Exercice court: Dans le récit du week-end à Kikinda, pourquoi un colis est-il envoyé en France ? Répondez en une à trois phrases.

Extrait du document:

Un week-end à Kikinda
Le lendemain, la journée ne pouvait pas mieux commencer : comme promis la veille, Yvan est allé nous acheter du burek pour le petit-déjeuner ! Moi qui en rêvait, voilà mon tout premier burek au fromage du voyage ! J’avais un peu (volontairement) oublié la dose de gras, mais c’est toujours aussi bon. Surtout que finalement, Srdjan me propose de rester le weekend pour un barbecue avec ses amis. Il n’en fallait pas plus pour m’inciter à lâcher le vélo pour quelques jours. Un peu de repos pour mieux repartir. 3 jours à Kikinda. Ça me laisse le temps d’envoyer un colis en France avec mes affaires chaudes dont je n’aurai plus l’utilité sous les 35°. Heureusement Srdjan m’aide au guichet de la Poste Serbe, car cela semble bien compliqué… après 2 heures d’aller et retour, j’y suis arrivée. Pendant que Srdjan travaille, je me repose chez lui, à l’ombre sur la terrasse. Et le weekend, place aux barbecues. D’abord le samedi chez Igor et Milja qui m’ont gentiment invité. Nous les retrouvons tôt le dimanche matin, et ensemble nous allons passer la journée près de la rivière Tisza, la même que j’ai suivi en Hongrie. Les parents d’Igor ont une caravane à l’année dans un camping pour locaux – principalement pour papi/mamie ! Je suis l’objet de curiosité de la journée ! Je rencontre les voisines, je déguste toutes les spécialités possibles de la Serbie (en une journée, je pense que j’ai assez mangé pour la semaine !) : Sarma (plat traditionnel de Serbie, choux fermenté farci à la viande et au riz), barbecue avec du pain couvert de beurre et d’épices et grillé au barbecue (commun en Serbie), du rakija bien-sûr… On se baigne sur la “côte d’Azur Serbe”, plage de terre, une première. Le tout accompagné de musique Serbe que tout le monde, sauf moi, chantonne ! Superbe ambiance.

Matériel fourni:
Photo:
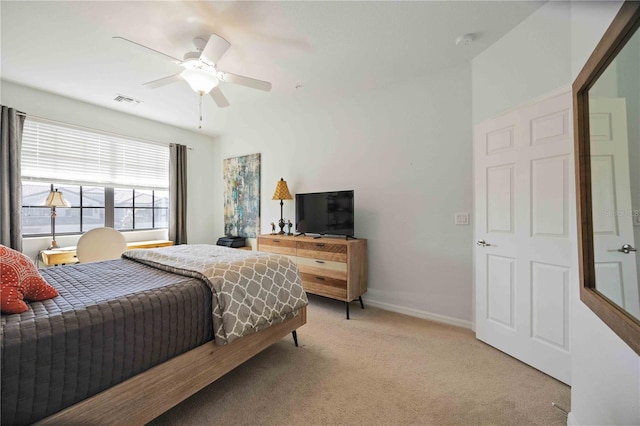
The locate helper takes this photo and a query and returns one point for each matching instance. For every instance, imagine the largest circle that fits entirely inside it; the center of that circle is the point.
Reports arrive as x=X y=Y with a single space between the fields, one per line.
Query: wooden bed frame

Corrigé: Le colis sert à renvoyer en France les affaires chaudes, qui ne seront plus utiles sous les 35°. Les trois jours passés à Kikinda laissent le temps de faire cet envoi.